- _Job_: In the Hear Me piece below, rewrite the paragraph beginning "Hear Me, a project of" as a short bulleted list of its main facts.

- _Selection_:
Hear Me: Kids’ voices ringing out

Bonny Yeager’s favorite story from the Hear Me project–so far–comes from a kid named Calvin, responding to a book about Jackie Robinson. Asked to name his own hero, Calvin says:


“My hero is the person who invented Legos. When he (or she) forged one of those tiny-winy bricks and stacked some, he made one of the world’s favorite toys. If you compare a set with the real thing, it looks the same, except for a few studs and details, but still, WOW!”

“I love that this is not only one of the most original responses to the question, but it also gives us as the readers a clear sense of Calvin’s voice,” says Yeager, BLAST School Outreach specialist for Carnegie Library of Pittsburgh.

Plus, she adds, “it is impossible to read this without smiling.”

Hear Me, a project of Carnegie Mellon University’s CREATE Lab (Community Robotics, Education and Technology Empowerment), has collected more than 2,600 such stories from area children, mostly in audio clips–everything from the coos of infants and illustrated scribbles of pre-schoolers to the vocal concerns of high-school students for their neighborhoods and their futures.

- _Data lines_:
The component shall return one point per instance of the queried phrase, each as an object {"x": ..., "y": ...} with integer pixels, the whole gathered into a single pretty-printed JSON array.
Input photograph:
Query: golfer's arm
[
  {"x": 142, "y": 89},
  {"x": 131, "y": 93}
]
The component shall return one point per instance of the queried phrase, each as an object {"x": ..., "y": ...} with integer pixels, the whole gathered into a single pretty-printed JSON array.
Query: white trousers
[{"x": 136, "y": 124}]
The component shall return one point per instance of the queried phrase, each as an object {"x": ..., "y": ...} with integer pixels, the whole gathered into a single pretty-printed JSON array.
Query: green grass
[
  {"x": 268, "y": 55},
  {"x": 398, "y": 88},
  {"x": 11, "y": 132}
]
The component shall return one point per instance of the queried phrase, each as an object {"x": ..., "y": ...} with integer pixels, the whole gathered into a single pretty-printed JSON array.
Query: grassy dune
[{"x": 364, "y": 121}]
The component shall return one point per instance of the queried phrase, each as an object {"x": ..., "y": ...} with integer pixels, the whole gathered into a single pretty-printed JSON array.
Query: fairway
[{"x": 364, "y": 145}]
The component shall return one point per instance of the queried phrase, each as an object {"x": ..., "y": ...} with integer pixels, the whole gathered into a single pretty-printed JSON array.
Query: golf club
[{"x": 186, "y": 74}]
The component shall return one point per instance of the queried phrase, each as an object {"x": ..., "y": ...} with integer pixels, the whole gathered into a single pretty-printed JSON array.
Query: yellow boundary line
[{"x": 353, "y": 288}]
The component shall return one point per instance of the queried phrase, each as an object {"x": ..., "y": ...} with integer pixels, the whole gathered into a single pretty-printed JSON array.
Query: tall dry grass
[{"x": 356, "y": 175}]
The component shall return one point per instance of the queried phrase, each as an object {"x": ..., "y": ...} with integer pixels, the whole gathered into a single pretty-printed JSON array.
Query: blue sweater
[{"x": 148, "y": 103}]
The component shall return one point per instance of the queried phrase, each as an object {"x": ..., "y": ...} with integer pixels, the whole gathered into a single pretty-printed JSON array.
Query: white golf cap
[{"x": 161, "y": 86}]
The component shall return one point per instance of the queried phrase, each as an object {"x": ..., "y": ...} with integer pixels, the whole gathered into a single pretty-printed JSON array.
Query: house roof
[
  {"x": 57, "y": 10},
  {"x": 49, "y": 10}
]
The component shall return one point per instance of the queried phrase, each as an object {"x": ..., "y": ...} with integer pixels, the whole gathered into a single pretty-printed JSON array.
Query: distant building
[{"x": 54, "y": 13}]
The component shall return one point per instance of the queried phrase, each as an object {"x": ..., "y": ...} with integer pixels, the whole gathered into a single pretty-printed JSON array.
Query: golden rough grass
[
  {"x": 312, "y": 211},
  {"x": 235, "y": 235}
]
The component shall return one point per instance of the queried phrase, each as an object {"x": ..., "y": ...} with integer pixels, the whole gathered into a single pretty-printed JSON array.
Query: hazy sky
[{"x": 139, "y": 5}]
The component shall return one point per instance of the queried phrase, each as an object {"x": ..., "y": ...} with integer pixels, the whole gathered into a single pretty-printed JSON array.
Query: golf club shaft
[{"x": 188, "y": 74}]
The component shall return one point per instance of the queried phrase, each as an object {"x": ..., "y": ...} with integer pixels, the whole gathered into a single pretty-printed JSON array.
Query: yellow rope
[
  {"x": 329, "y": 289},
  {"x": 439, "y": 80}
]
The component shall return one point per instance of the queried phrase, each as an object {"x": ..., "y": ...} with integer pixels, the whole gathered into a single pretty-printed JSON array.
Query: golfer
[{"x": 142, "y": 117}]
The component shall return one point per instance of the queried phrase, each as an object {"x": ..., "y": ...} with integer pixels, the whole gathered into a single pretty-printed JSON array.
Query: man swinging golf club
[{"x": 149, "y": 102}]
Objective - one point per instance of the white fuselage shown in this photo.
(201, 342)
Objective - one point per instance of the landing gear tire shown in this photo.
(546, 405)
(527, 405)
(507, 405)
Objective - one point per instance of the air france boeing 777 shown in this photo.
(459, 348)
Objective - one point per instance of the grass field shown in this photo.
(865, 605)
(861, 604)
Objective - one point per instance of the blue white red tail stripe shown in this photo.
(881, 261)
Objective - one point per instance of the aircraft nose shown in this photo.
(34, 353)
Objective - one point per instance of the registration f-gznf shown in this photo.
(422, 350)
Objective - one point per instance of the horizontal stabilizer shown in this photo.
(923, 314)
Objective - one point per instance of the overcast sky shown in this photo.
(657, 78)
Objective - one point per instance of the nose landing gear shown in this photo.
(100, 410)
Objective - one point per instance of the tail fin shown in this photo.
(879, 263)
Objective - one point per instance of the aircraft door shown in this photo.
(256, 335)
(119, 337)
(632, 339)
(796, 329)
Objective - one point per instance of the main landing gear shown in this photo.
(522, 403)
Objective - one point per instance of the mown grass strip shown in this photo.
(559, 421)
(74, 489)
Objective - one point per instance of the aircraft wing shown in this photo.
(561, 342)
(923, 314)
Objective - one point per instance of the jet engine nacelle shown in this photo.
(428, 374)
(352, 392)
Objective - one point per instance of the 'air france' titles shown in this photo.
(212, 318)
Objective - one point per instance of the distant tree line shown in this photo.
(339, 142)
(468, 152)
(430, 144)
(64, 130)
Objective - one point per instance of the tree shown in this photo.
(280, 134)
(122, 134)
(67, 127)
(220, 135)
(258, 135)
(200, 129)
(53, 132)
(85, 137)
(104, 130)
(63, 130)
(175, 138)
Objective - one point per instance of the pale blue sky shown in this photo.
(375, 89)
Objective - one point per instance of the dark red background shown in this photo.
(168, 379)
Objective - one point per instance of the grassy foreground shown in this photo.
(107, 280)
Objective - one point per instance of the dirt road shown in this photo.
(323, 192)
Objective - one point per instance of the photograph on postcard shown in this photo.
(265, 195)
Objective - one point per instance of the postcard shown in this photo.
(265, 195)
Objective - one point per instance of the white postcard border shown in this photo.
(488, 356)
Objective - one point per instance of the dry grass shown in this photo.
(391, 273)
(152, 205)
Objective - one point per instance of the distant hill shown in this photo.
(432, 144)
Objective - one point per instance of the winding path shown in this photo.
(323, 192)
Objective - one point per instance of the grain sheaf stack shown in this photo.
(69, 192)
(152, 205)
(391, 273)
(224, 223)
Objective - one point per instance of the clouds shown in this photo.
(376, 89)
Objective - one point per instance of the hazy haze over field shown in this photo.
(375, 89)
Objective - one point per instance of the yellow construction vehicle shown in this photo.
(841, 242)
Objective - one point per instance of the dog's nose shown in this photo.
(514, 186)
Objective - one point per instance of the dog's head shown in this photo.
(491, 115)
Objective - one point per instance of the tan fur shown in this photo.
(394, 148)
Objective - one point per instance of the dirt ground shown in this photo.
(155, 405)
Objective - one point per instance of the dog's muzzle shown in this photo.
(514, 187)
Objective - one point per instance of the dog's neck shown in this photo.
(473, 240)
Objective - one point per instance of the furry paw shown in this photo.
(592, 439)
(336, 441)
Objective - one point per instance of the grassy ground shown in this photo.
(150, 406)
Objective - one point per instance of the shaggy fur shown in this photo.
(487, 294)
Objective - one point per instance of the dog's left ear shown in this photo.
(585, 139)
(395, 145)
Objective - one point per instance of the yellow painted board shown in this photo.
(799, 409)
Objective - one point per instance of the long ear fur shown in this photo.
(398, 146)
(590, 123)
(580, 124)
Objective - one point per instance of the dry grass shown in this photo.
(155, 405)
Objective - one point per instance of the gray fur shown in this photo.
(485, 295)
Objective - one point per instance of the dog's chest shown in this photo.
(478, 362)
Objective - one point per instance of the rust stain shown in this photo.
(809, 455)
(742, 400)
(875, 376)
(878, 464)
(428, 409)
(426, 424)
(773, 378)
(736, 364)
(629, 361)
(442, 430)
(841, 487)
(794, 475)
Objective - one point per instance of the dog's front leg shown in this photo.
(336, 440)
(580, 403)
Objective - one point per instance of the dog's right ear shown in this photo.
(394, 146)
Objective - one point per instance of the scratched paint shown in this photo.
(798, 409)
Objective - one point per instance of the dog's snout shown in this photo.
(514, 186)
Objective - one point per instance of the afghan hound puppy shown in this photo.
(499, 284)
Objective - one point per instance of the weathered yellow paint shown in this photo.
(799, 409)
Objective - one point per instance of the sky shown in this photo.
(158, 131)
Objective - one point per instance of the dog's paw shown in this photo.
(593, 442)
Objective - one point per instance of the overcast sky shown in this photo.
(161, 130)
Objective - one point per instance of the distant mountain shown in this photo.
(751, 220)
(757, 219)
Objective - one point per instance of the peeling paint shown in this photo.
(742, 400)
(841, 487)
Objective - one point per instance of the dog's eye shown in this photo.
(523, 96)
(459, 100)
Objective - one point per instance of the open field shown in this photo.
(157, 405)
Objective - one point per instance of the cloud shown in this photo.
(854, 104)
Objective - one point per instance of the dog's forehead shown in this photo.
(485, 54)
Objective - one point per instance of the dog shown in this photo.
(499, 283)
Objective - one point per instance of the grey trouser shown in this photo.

- _Finished answer_:
- Hear Me is a project of Carnegie Mellon University's CREATE Lab (Community Robotics, Education and Technology Empowerment).
- It has collected more than 2,600 stories from area children, mostly as audio clips.
- The stories range from the coos of infants and the illustrated scribbles of preschoolers to high-school students speaking about concerns for their neighborhoods and futures.